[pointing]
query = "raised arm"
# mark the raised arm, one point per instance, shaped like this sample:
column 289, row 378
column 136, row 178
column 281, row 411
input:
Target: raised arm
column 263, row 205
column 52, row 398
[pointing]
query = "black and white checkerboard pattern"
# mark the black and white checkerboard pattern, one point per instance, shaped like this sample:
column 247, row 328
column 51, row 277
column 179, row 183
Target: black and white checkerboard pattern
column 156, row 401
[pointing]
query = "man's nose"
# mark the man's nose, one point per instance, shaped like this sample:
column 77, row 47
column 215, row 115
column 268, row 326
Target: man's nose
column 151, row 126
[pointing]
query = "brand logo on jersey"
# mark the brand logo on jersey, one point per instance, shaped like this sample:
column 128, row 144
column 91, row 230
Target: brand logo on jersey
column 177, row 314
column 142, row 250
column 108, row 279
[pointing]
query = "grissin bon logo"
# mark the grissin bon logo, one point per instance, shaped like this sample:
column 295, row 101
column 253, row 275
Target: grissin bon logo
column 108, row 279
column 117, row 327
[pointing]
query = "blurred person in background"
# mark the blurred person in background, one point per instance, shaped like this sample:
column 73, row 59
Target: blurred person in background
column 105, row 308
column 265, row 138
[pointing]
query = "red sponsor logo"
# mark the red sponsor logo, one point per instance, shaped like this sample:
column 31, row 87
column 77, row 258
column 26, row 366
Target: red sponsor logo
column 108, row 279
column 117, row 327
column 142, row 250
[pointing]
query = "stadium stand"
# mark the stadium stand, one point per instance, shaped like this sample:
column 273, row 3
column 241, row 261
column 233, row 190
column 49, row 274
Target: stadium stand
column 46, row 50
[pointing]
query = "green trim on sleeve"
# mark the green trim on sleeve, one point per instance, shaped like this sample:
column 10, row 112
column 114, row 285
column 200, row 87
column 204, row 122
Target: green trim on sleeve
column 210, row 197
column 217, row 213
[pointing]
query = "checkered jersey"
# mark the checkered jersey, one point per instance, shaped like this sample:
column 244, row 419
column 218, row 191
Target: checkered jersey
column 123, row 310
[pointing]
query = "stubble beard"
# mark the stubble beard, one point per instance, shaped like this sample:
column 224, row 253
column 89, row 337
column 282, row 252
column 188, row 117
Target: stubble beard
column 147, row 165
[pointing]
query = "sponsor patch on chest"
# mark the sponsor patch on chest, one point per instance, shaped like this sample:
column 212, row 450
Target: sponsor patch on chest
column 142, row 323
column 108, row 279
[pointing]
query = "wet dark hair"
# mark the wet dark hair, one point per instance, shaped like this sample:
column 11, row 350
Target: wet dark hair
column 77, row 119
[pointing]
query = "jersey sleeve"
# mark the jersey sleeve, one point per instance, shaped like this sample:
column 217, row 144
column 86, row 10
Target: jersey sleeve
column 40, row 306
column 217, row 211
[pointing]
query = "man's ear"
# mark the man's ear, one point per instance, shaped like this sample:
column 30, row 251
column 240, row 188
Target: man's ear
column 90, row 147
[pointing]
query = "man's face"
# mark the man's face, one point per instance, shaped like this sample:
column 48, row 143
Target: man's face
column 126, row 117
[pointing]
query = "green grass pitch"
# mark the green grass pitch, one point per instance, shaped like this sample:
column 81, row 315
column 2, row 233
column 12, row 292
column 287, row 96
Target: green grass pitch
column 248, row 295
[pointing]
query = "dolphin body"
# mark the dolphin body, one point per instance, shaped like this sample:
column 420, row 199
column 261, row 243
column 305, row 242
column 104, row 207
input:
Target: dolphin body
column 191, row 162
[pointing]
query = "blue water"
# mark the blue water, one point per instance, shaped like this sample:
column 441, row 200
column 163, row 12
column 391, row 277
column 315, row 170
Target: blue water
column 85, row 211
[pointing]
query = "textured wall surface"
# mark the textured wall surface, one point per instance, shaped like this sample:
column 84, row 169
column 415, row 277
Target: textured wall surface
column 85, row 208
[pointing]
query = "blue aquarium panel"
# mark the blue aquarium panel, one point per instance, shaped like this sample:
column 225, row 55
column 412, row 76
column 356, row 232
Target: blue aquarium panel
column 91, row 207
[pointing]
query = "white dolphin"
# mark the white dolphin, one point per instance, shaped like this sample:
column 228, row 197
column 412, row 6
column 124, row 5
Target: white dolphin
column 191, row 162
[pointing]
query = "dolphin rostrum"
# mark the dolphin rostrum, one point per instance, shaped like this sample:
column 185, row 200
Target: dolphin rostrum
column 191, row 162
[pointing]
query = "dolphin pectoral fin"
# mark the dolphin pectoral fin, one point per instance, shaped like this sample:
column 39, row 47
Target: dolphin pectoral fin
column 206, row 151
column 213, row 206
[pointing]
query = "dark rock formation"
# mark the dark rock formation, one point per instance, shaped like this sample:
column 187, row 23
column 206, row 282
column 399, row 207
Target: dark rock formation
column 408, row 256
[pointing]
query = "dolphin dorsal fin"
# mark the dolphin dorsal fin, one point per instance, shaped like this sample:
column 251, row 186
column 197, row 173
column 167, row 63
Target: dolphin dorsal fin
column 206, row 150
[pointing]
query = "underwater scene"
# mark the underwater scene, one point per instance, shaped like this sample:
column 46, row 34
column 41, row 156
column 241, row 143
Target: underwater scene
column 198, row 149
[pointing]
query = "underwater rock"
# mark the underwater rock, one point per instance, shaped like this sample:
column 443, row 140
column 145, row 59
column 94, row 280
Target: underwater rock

__Instructions for the task__
Transcribe all the material, making sure each line matches the original.

__Solution for this task__
[pointing]
query = "raised arm"
# mark the raised arm, one point per instance, shaped like this sample:
column 289, row 378
column 136, row 178
column 281, row 411
input:
Target: raised arm
column 263, row 205
column 52, row 398
[pointing]
query = "black and white checkerboard pattern"
# mark the black and white checkerboard pattern, one point per instance, shaped like this sample:
column 247, row 328
column 51, row 277
column 179, row 183
Target: black and white checkerboard pattern
column 156, row 401
[pointing]
query = "man's nose"
# mark the man's nose, one point per instance, shaped like this sample:
column 77, row 47
column 215, row 115
column 268, row 326
Target: man's nose
column 151, row 126
[pointing]
query = "brand logo on jersey"
# mark the brand logo on jersey, one point per instance, shaped like this sample:
column 128, row 144
column 91, row 230
Target: brand logo on jersey
column 177, row 314
column 142, row 250
column 108, row 279
[pointing]
query = "grissin bon logo"
# mark the grissin bon logo, one point per instance, shaped like this sample:
column 295, row 101
column 253, row 275
Target: grissin bon logo
column 108, row 279
column 117, row 327
[pointing]
query = "blurred person in background"
# mark the blurred person in background, one point per instance, shaped like this sample:
column 73, row 59
Target: blurred person in background
column 105, row 308
column 265, row 138
[pointing]
query = "red sponsor logo"
# mark the red sponsor logo, one point per instance, shaped like this sample:
column 31, row 87
column 77, row 258
column 26, row 366
Target: red sponsor logo
column 108, row 279
column 117, row 327
column 142, row 250
[pointing]
query = "stadium stand"
# mark the stadium stand, one point per instance, shaped like this sample:
column 273, row 3
column 241, row 261
column 233, row 190
column 49, row 274
Target: stadium stand
column 46, row 50
[pointing]
query = "green trim on sleeve"
# mark the green trim on sleeve, one point per instance, shaped like this sample:
column 10, row 112
column 114, row 285
column 200, row 87
column 204, row 122
Target: green trim on sleeve
column 210, row 197
column 217, row 213
[pointing]
query = "checkered jersey"
# mark the checkered jersey, one point per instance, shaped like this sample:
column 244, row 419
column 218, row 191
Target: checkered jersey
column 123, row 310
[pointing]
query = "stubble beard"
# mark the stubble beard, one point per instance, shaped like this sample:
column 224, row 253
column 89, row 337
column 282, row 252
column 188, row 117
Target: stubble beard
column 147, row 165
[pointing]
query = "sponsor patch on chest"
# mark the sponsor patch on chest, one point per instance, shaped like this sample:
column 212, row 450
Target: sponsor patch on chest
column 142, row 323
column 108, row 279
[pointing]
query = "wet dark hair"
# mark the wet dark hair, one point per instance, shaped like this sample:
column 11, row 350
Target: wet dark hair
column 77, row 119
[pointing]
query = "jersey sleeve"
# mark the jersey sleeve, one point per instance, shaped like this sample:
column 217, row 144
column 86, row 10
Target: jersey sleeve
column 40, row 306
column 217, row 211
[pointing]
query = "man's ear"
# mark the man's ear, one point per instance, shaped like this sample:
column 30, row 251
column 240, row 188
Target: man's ear
column 90, row 147
[pointing]
query = "man's face"
# mark the man's face, one point per instance, shaped like this sample:
column 48, row 143
Target: man's face
column 126, row 117
[pointing]
query = "green grass pitch"
# mark the green grass pitch, one point per instance, shaped like this sample:
column 81, row 315
column 2, row 233
column 12, row 292
column 287, row 96
Target: green grass pitch
column 248, row 295
[pointing]
query = "dolphin body"
# mark the dolphin body, one point per instance, shaped like this sample:
column 420, row 199
column 261, row 243
column 305, row 242
column 104, row 207
input:
Target: dolphin body
column 191, row 162
[pointing]
query = "blue water"
# mark the blue water, one point per instance, shaped like this sample:
column 441, row 200
column 163, row 12
column 391, row 277
column 315, row 170
Target: blue water
column 85, row 211
[pointing]
query = "textured wall surface"
# mark the textured wall surface, one point per instance, shaped like this sample:
column 84, row 169
column 415, row 277
Target: textured wall surface
column 85, row 208
[pointing]
query = "blue aquarium panel"
# mark the blue aquarium panel, one point per instance, shaped like this sample:
column 225, row 55
column 412, row 76
column 356, row 232
Target: blue aquarium panel
column 91, row 207
[pointing]
query = "white dolphin"
# mark the white dolphin, one point per instance, shaped like this sample:
column 228, row 197
column 412, row 6
column 124, row 5
Target: white dolphin
column 191, row 162
[pointing]
query = "dolphin rostrum"
# mark the dolphin rostrum, one point per instance, shaped like this sample:
column 185, row 200
Target: dolphin rostrum
column 191, row 162
[pointing]
query = "dolphin pectoral fin"
# mark the dolphin pectoral fin, one point per instance, shaped like this sample:
column 39, row 47
Target: dolphin pectoral fin
column 206, row 151
column 213, row 206
[pointing]
query = "dark rock formation"
# mark the dark rock formation, one point per instance, shaped like this sample:
column 187, row 23
column 206, row 282
column 399, row 207
Target: dark rock formation
column 408, row 256
[pointing]
query = "dolphin dorsal fin"
# mark the dolphin dorsal fin, one point per instance, shaped like this sample:
column 251, row 186
column 197, row 173
column 167, row 63
Target: dolphin dorsal fin
column 206, row 150
[pointing]
query = "underwater scene"
# mark the underwater scene, one point per instance, shaped like this sample:
column 46, row 34
column 41, row 156
column 241, row 143
Target: underwater scene
column 198, row 149
[pointing]
query = "underwater rock"
# mark the underwater rock, one point per instance, shaped like this sample:
column 443, row 140
column 145, row 59
column 94, row 280
Target: underwater rock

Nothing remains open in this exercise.